Set problem =>
Rewrite the listing below, swapping "layered rock step" for "stone ledge" and keeping everything else the same.

Exercise inputs =>
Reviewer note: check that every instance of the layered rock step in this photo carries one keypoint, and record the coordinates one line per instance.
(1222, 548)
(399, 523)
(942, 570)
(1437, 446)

Expected answer =>
Reviewer note: check that every instance of the stone ledge in this photo carries one keypoint, and record the coordinates one line per instance.
(1222, 548)
(399, 523)
(942, 570)
(1437, 446)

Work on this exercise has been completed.